Text excerpt.

Cast recording by 1972 Swedish cast
- Released: 1972
- Recorded: 1972
- Genre: Pop
- Label: Philips
- Producer: Johnny Reimar, Peder Kragerup, Birger Svan

= Jesus Christ Superstar (1972 Swedish cast) =

Jesus Christ Superstar (1972 Swedish cast) is an album released on Philips in 1972. The album features the Swedish cast from Andrew Lloyd Webber and Tim Rice's rock opera, Jesus Christ Superstar. Jesus Christ was originally performed by Peter Winsnes on the Swedish opening at the Scandinavium arena in Göteborg. On tour as well as at the Johanneshov arena in Stockholm Jesus was played by Bruno Wintzell, who also sings the part of Jesus Christ at the Swedish cast's studio recording. Among other artists were featured in the Swedish cast by their respective roles: Arne Jansson as Judas Iscariot, Örjan Ramberg as Herod, Bernt Henziger as Pontius Pilate, and Agnetha Fältskog as Mary Magdalene.

Challenges.
1. Do these statements agree with the Swedish cast album text? Answer yes or no for each, and quote the words of the text that decide it.
(a) The album came out on the Philips label.
(b) Peter Winsnes sings the part of Jesus Christ on the studio recording.
(c) Agnetha Fältskog played Mary Magdalene.
2. Name every performer the Swedish cast album text gives as playing a role in the Swedish production, along with the role each one played.
3. Please reproduce word for word the part of the Swedish cast album text that opens with the words containing "Cast recording by" and closes with "as Mary Magdalene.".

Supplied entries.
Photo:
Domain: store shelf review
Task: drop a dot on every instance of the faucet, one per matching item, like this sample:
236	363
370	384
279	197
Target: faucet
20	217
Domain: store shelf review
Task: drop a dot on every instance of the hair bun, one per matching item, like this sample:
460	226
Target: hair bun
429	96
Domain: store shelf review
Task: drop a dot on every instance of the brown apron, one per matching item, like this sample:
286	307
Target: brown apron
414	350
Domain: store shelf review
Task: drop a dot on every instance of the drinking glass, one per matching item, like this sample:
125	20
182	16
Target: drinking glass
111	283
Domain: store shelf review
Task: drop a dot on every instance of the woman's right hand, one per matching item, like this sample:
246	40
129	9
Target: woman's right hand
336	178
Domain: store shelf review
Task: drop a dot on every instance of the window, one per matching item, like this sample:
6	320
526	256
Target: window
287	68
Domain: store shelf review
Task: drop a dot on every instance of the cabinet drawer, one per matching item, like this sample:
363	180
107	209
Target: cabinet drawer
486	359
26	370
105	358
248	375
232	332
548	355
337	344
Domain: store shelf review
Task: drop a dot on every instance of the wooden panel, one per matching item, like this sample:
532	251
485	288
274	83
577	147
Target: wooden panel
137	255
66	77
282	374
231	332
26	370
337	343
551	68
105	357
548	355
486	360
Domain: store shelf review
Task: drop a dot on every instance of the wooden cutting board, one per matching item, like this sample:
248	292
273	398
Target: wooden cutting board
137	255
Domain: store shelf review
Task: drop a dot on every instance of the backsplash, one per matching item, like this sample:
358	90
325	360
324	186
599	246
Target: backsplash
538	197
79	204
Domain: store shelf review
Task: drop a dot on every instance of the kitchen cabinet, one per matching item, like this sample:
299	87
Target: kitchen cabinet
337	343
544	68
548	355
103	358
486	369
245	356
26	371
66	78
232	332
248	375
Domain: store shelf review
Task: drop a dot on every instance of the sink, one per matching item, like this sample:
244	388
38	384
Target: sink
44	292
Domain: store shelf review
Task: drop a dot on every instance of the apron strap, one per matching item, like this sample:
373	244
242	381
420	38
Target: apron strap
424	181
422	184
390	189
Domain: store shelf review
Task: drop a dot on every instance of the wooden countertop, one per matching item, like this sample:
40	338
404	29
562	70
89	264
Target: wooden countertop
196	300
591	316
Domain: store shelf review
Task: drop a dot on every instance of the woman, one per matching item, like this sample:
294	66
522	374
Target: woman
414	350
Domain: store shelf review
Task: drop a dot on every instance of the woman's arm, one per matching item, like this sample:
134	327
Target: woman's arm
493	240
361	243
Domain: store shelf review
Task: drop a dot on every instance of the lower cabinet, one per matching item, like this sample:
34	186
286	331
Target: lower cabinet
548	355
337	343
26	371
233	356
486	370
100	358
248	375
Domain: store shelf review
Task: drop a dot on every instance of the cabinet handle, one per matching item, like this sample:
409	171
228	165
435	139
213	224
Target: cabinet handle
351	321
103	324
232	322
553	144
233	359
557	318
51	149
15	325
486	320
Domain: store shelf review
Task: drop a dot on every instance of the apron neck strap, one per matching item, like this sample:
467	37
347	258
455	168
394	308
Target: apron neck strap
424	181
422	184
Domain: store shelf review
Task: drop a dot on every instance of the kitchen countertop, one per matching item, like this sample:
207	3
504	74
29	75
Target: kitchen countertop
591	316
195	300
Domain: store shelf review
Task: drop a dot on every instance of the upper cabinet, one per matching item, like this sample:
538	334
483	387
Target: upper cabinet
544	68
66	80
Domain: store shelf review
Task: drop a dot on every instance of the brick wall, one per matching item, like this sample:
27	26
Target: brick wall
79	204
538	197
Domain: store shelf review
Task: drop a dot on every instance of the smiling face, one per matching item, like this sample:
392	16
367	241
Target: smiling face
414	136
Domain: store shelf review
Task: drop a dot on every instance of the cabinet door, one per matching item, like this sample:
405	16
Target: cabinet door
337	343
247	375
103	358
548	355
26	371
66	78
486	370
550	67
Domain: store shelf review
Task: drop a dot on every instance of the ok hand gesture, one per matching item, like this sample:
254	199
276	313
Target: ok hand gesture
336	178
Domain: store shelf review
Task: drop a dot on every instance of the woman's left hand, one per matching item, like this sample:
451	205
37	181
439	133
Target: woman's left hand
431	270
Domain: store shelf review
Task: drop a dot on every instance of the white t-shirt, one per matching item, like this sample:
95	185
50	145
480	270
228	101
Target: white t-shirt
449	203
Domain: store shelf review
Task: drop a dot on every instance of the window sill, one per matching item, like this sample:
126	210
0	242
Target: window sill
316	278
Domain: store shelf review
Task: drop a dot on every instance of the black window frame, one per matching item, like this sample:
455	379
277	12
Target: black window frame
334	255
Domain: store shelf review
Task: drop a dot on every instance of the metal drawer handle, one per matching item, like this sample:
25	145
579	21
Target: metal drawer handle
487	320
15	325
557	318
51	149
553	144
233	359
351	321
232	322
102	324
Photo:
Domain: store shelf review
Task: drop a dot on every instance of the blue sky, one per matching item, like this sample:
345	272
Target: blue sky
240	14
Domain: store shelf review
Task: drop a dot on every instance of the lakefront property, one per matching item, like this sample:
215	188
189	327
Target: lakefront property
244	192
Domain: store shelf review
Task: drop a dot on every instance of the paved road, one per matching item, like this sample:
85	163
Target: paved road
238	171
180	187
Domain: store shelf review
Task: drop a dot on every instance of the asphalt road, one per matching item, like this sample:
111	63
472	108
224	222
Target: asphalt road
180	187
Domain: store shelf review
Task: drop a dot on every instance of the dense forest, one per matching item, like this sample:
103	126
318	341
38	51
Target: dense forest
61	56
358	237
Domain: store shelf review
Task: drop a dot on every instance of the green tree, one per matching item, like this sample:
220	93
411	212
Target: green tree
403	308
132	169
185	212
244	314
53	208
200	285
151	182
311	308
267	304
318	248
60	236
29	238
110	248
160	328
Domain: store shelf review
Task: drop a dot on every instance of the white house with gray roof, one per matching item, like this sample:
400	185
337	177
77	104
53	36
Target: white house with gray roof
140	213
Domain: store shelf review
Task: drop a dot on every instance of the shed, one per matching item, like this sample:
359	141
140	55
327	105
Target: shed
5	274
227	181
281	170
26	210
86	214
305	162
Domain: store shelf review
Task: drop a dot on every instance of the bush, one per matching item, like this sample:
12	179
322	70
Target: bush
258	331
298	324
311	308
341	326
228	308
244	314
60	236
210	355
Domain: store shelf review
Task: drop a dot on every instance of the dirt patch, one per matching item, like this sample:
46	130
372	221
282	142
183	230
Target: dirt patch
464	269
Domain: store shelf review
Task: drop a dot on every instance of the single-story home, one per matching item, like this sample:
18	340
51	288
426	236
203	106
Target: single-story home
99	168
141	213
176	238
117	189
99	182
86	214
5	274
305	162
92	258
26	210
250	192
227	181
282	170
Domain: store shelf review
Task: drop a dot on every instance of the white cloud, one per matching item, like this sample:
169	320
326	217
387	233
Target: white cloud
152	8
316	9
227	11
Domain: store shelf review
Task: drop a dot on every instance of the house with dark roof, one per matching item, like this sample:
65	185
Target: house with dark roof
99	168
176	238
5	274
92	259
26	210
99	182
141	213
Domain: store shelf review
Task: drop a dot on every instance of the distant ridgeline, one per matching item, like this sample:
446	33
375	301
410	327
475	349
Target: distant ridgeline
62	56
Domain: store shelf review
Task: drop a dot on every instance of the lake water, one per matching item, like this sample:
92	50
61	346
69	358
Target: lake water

Exercise solutions.
1.
(a) Yes: "is an album released on Philips in 1972"
(b) No: "Bruno Wintzell, who also sings the part of Jesus Christ at the Swedish cast's studio recording"
(c) Yes: "Agnetha Fältskog as Mary Magdalene"

2.
Peter Winsnes: Jesus Christ
Bruno Wintzell: Jesus Christ
Arne Jansson: Judas Iscariot
Örjan Ramberg: Herod
Bernt Henziger: Pontius Pilate
Agnetha Fältskog: Mary Magdalene

3.
Cast recording by 1972 Swedish cast
- Released: 1972
- Recorded: 1972
- Genre: Pop
- Label: Philips
- Producer: Johnny Reimar, Peder Kragerup, Birger Svan

= Jesus Christ Superstar (1972 Swedish cast) =

Jesus Christ Superstar (1972 Swedish cast) is an album released on Philips in 1972. The album features the Swedish cast from Andrew Lloyd Webber and Tim Rice's rock opera, Jesus Christ Superstar. Jesus Christ was originally performed by Peter Winsnes on the Swedish opening at the Scandinavium arena in Göteborg. On tour as well as at the Johanneshov arena in Stockholm Jesus was played by Bruno Wintzell, who also sings the part of Jesus Christ at the Swedish cast's studio recording. Among other artists were featured in the Swedish cast by their respective roles: Arne Jansson as Judas Iscariot, Örjan Ramberg as Herod, Bernt Henziger as Pontius Pilate, and Agnetha Fältskog as Mary Magdalene.